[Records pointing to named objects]
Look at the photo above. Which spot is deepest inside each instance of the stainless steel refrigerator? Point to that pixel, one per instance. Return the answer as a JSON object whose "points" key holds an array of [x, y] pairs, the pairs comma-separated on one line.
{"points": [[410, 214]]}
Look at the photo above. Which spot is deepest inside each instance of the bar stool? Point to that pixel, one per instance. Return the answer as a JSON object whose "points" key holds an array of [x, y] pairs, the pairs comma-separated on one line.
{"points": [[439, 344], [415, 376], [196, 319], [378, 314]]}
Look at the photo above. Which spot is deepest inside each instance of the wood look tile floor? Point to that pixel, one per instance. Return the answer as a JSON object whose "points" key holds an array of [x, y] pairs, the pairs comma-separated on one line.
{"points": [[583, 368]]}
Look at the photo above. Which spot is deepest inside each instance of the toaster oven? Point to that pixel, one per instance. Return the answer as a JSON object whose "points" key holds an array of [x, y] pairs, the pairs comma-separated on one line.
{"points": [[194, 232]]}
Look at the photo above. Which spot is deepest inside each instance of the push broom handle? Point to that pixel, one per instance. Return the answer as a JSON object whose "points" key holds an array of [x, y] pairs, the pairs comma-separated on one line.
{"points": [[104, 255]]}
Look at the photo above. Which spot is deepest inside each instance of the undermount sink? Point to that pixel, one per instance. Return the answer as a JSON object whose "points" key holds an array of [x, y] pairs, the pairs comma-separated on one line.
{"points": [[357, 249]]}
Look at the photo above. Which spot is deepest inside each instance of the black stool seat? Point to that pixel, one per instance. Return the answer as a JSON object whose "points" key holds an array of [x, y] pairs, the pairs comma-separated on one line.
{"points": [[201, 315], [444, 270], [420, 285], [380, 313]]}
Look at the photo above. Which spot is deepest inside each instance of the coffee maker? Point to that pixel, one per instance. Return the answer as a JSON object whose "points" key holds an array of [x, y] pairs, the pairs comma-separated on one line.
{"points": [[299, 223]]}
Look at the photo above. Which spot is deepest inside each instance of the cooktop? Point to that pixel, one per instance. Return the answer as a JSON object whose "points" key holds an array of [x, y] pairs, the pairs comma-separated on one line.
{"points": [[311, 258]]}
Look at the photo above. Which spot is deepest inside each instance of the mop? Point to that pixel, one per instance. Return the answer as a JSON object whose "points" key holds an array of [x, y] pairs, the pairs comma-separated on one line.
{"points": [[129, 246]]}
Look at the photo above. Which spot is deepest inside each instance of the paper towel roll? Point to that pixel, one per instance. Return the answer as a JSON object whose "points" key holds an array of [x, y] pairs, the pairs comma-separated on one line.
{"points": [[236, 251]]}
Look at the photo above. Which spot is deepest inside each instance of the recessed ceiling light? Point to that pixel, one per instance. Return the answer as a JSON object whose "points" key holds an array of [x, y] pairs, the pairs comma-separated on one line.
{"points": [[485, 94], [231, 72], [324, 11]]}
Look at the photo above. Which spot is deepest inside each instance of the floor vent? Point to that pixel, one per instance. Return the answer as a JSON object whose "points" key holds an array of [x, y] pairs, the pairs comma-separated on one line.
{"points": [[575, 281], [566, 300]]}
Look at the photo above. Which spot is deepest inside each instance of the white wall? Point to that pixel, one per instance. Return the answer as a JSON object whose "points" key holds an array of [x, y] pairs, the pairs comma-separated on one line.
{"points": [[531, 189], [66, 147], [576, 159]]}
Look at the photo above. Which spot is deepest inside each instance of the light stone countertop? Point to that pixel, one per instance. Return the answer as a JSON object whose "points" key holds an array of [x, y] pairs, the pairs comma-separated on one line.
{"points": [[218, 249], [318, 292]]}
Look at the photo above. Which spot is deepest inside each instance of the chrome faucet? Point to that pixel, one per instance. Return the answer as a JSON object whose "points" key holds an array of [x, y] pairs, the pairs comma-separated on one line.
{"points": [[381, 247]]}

* [CHALLENGE]:
Reproduce every line of the listing above verbatim.

* [SOLUTION TO THIS EXERCISE]:
Look at the photo above. Which spot is deepest inside each instance of the stainless steel refrigerator? Point to that pixel, one per instance. Return the answer as a JSON object whose "points" key holds an array of [x, y] pairs, the pairs comma-separated on one line.
{"points": [[410, 214]]}
Look at the photo above. Which spot is deepest inside each instance of the bar stool? Point to that pixel, one per instance. Return the answer as a JSON object whose "points" key holds an array of [x, y] pairs, the pairs comma-separated on one line.
{"points": [[439, 344], [415, 376], [196, 319], [378, 314]]}
Look at the photo above. Which spot is deepest inside each instance of the wood look tile floor? Point to that pixel, one per instance. Return the answer as a JSON object whose "points" key holds an array of [x, y] pairs, the pairs comma-separated on one line.
{"points": [[583, 368]]}
Look at the photo above. Which spot is deepest inside each instance of the toaster oven? Point to that pixel, one per instance. Return the answer as a JSON object whose "points" key holds an array of [x, y] pairs, the pairs comma-separated on one line.
{"points": [[194, 232]]}
Look at the photo above. Which spot is deepest inside each instance of the push broom handle? Point to that pixel, one per instance. Return the answer as a JSON object whose "points" key holds an array of [x, y] pairs, the pairs comma-separated on one line.
{"points": [[104, 255]]}
Look at the photo above. Which spot is deepest inside each instance of the undermount sink? Point to that pixel, one per instance. Return the answer as a JSON object whose "points" key holds an array of [x, y] pairs, the pairs comma-separated on one line.
{"points": [[357, 249]]}
Look at the photo above. Which spot is deepest inside each instance of the black stool seat? Point to that pixel, one per instance. Return the answer as a JSON object whose "points" key holds an array of [x, y] pairs, the pairs comma-separated on one line.
{"points": [[201, 315], [444, 270], [420, 285], [380, 313]]}
Look at the photo above. Which spot is deepest inside each instance of the coffee maker? Point to that pixel, one per instance. Return the answer as a JSON object whose "points" key holds an array of [x, y] pairs, the pairs comma-separated on one line.
{"points": [[299, 223]]}
Look at the photo above. Which spot is deepest inside each instance of the cooktop? Point to that pixel, one per instance. Return the answer as a JSON object whose "points" key holds an array of [x, y] pairs, the pairs comma-separated on one line.
{"points": [[311, 258]]}
Look at the photo above. Which spot is deepest inside each instance of the mop? Point to that pixel, one per instance. Return the answer as a JSON object whose "points" key holds an array of [x, y] pairs, the pairs comma-separated on one line.
{"points": [[129, 246]]}
Look at the photo above. Which spot is deepest inside each instance of the paper towel roll? Point to that pixel, one per instance. Return the answer as a JSON object whose "points" key holds an array of [x, y] pairs, the pairs comma-separated on one line.
{"points": [[236, 251]]}
Look at the photo above. Which spot is deepest inside each instance of the recessed ceiling light? Point to that pixel, one per instance. Return the answer as a JSON object whose "points" key holds an array of [x, y] pairs, the pairs comma-separated on one line.
{"points": [[485, 94], [231, 72], [324, 11]]}
Look at the photo above. Which spot is deepest inside each instance of the floor vent? Point to that pixel, one per instance. Return the answer as a JSON object whose "points" key holds an array of [x, y] pairs, the pairs comma-separated on one line.
{"points": [[575, 281], [566, 300]]}
Look at the photo above. Which spot is deepest inside each instance of the white wall? Point to that pixel, one per instance. Return the answer as a JSON object whose "points" key holds an array of [x, y] pairs, the pairs comma-separated on one line.
{"points": [[531, 189], [66, 147], [576, 159]]}
Look at the photo above. Which spot is deepest inside each instance of the light stone countertop? Point to that pixel, one per instance. Return the answer as a JSON object whose "points" key holds an array of [x, y] pairs, the pairs comma-separated on one line.
{"points": [[218, 249], [318, 292]]}
Look at the photo above. Which spot is deepest inside each instance of the chrome faucet? Point to that pixel, one per instance. Return the answer as a JSON object whose "points" key holds an array of [x, y] pairs, the pairs comma-separated on one line.
{"points": [[381, 247]]}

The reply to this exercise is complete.